Dataset records:
────

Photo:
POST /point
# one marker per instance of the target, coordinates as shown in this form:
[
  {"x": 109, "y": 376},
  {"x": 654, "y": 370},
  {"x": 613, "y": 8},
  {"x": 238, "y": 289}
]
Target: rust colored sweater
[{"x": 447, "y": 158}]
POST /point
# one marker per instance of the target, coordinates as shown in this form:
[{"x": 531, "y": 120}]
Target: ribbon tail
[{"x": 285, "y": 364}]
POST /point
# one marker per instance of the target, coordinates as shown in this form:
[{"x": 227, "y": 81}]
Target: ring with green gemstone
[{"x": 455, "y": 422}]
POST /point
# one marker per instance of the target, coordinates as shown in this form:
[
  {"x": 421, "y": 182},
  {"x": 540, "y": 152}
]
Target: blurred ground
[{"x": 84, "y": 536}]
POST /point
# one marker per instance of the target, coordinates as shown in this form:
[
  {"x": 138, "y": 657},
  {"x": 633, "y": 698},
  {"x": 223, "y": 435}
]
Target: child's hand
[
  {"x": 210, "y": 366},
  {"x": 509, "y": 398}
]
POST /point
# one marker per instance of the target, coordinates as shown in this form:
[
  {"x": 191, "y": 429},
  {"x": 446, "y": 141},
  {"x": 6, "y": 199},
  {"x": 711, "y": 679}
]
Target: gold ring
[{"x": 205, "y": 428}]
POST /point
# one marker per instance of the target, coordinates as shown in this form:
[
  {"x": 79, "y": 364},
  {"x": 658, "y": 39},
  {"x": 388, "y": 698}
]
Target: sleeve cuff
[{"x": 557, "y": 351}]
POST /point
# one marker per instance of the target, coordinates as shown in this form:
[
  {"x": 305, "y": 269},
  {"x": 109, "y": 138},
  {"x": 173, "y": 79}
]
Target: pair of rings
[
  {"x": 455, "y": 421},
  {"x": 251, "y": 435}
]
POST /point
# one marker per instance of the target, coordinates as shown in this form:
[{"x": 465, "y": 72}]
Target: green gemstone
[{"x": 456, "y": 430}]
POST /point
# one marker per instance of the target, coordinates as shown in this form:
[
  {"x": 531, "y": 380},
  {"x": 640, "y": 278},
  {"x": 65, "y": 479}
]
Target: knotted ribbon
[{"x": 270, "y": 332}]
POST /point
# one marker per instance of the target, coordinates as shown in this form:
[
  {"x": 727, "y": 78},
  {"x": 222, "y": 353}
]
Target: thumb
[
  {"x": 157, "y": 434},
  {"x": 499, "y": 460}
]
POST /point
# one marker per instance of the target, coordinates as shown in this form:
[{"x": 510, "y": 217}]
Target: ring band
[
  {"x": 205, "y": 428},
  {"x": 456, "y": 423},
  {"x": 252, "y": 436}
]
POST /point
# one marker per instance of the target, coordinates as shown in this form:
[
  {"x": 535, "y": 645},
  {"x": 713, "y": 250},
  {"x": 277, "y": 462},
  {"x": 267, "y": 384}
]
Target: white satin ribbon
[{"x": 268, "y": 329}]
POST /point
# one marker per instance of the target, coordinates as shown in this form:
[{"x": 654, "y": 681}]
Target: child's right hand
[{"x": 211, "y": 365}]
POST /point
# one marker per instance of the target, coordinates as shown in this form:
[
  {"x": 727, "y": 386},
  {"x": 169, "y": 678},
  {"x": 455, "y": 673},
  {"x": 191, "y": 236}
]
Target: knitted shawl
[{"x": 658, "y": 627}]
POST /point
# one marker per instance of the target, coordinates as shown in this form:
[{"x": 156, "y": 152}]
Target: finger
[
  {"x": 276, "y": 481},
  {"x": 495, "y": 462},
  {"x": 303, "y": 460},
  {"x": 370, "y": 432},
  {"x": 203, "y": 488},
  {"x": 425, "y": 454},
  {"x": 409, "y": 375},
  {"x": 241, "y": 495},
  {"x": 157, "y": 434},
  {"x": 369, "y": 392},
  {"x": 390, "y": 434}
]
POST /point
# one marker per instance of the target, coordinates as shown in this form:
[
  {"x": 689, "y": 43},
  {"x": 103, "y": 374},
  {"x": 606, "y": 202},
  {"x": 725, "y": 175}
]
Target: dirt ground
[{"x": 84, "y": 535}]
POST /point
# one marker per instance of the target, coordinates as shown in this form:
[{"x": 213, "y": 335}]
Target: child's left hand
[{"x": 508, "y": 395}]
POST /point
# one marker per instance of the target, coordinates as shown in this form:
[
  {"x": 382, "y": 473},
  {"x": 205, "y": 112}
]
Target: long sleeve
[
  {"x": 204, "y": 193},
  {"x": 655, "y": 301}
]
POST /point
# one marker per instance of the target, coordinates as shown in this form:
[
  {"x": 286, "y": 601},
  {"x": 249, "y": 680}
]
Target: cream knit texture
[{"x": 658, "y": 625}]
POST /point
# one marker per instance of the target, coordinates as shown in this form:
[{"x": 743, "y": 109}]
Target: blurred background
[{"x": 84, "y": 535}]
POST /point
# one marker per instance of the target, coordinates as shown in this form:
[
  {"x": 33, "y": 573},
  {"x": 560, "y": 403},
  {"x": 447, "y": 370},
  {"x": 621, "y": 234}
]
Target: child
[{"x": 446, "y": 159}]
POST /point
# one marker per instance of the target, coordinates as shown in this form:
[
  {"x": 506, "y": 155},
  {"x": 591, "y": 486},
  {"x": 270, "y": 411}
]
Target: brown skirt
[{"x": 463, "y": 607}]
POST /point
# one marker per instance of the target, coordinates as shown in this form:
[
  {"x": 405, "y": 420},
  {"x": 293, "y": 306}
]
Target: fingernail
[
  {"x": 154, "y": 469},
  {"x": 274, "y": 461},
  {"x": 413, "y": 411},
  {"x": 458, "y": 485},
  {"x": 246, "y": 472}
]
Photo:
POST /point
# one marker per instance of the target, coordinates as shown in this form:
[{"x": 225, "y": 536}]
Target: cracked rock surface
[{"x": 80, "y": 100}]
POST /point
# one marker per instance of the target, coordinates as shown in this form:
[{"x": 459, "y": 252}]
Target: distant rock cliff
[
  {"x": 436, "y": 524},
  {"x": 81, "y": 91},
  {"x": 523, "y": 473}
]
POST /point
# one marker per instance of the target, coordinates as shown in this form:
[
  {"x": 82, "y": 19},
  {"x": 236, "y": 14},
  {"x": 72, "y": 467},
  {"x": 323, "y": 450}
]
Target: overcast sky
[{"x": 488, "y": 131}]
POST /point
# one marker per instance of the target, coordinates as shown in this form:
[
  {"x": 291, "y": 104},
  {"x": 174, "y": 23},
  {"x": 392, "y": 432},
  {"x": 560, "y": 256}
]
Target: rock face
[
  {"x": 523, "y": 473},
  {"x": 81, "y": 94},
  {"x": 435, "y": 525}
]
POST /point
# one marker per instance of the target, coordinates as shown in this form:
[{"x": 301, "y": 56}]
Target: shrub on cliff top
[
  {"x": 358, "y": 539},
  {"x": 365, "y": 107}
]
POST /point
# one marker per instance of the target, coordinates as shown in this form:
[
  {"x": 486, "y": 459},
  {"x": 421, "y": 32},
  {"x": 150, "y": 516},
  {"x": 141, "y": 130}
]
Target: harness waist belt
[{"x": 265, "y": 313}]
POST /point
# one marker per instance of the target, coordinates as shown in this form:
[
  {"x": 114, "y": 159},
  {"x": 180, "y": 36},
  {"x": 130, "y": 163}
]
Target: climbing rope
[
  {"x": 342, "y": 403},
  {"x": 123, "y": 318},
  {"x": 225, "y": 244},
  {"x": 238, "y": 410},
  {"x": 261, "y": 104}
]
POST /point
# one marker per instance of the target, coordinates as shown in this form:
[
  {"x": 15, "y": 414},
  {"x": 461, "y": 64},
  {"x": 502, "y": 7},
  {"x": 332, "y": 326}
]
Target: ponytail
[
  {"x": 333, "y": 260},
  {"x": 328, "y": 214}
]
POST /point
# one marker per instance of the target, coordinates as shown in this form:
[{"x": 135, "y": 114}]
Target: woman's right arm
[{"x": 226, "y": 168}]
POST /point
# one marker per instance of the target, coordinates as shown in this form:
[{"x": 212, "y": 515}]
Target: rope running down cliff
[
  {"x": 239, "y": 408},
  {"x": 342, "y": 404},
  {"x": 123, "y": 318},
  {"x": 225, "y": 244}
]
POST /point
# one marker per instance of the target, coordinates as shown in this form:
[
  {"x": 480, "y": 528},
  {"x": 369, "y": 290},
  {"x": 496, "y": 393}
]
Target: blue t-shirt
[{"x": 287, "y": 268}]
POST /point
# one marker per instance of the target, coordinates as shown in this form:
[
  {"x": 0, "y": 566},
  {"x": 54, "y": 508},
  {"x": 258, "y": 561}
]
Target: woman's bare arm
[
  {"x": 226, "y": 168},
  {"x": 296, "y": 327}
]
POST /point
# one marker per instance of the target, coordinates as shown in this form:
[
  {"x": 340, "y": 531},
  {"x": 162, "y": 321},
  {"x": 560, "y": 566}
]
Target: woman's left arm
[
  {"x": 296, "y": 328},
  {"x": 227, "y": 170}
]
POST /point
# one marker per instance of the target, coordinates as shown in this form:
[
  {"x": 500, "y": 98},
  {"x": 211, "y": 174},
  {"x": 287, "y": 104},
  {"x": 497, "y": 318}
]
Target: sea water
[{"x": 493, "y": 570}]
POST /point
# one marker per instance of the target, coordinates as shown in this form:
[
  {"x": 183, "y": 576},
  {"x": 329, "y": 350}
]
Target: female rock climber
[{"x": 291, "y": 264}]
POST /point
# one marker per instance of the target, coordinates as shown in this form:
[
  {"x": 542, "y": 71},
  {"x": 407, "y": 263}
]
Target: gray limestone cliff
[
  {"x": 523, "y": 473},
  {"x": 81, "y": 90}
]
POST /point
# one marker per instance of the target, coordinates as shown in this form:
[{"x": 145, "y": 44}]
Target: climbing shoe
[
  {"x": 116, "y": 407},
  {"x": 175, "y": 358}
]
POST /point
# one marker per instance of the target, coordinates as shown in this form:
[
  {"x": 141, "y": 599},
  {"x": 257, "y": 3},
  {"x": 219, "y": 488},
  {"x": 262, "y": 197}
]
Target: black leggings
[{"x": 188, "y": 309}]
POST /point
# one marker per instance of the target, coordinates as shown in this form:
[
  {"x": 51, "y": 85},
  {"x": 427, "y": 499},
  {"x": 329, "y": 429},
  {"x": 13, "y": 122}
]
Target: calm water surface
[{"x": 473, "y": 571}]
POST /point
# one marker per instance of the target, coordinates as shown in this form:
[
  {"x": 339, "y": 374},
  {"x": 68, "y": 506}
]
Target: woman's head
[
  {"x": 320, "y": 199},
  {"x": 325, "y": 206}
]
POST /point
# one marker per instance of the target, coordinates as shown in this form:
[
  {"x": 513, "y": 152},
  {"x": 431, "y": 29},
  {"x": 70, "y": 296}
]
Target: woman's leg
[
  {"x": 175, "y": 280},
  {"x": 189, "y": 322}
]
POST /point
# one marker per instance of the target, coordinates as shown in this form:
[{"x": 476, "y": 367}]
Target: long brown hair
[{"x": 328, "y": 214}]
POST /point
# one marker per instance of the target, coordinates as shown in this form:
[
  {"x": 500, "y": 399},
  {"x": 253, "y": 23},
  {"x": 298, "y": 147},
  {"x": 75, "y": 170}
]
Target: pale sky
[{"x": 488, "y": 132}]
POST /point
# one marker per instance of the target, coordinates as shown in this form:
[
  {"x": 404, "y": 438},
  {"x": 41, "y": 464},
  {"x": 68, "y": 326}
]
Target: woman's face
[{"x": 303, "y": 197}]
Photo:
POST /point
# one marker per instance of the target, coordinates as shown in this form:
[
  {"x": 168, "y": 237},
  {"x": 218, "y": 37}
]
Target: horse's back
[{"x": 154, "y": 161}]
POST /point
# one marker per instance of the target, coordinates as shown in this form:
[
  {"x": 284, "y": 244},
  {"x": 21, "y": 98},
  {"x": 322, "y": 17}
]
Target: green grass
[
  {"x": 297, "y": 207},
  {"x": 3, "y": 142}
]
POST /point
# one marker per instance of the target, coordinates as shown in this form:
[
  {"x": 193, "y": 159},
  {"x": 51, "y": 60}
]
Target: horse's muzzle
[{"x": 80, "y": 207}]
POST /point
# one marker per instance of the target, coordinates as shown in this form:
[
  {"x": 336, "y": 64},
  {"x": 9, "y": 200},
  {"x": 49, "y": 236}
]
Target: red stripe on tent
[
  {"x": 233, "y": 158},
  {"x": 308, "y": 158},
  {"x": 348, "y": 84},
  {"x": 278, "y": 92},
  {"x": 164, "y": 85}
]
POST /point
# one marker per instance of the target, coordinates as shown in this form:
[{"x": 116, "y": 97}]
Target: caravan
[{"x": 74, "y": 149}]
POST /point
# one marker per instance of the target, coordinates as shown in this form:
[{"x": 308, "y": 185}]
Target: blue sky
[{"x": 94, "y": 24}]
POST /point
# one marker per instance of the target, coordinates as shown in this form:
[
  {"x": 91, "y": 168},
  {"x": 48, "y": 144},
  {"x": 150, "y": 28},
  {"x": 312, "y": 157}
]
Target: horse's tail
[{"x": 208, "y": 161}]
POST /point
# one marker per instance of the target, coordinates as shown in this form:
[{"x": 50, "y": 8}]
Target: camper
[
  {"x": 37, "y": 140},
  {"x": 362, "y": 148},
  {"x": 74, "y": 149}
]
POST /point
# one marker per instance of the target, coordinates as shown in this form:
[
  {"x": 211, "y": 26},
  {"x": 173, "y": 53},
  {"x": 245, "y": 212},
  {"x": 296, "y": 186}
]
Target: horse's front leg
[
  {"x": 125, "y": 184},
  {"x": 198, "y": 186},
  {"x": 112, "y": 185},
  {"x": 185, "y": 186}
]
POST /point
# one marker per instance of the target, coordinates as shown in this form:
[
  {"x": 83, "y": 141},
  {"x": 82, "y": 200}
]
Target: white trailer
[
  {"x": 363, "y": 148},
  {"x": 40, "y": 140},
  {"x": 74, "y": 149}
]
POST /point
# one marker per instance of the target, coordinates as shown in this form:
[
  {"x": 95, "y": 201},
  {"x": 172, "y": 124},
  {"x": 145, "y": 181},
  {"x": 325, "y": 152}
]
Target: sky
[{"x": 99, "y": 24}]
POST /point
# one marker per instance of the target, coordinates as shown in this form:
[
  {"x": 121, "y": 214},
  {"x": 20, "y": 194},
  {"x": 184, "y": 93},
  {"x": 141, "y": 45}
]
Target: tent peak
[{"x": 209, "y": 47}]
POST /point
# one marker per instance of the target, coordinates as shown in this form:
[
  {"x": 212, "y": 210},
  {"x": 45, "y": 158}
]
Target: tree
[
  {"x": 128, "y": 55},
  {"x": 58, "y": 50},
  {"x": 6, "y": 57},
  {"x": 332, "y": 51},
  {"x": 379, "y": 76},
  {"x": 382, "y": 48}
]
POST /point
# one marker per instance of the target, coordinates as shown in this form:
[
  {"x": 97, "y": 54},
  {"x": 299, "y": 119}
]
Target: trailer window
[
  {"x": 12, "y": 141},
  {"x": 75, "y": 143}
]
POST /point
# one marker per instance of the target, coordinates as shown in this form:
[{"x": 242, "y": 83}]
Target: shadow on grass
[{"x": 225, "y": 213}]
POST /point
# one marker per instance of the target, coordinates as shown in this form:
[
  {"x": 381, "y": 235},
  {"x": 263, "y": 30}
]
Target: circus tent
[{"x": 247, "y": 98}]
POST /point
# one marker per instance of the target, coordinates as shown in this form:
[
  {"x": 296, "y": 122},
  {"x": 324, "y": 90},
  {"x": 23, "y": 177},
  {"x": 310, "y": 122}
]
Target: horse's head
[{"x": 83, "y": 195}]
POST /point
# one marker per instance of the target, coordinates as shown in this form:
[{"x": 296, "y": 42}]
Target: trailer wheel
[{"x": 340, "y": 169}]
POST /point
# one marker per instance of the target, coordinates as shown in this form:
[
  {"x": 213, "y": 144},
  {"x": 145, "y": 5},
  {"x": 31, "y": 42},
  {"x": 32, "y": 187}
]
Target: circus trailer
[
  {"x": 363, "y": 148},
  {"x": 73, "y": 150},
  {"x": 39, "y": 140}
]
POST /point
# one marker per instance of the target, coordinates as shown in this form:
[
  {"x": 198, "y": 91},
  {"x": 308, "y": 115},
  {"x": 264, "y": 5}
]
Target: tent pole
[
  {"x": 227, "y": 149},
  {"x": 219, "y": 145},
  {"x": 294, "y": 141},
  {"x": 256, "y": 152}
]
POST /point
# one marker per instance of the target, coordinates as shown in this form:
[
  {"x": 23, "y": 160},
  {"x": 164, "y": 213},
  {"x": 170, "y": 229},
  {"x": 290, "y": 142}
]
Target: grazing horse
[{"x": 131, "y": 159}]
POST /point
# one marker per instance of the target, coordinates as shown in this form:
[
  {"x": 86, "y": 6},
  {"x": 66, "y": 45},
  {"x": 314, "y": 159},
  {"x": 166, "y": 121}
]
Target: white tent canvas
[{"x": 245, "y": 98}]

────

Pick out every line in the records above that contains the string "circus", matching case exactly, and copy each one.

● **Correct answer**
Target: circus tent
Target: circus trailer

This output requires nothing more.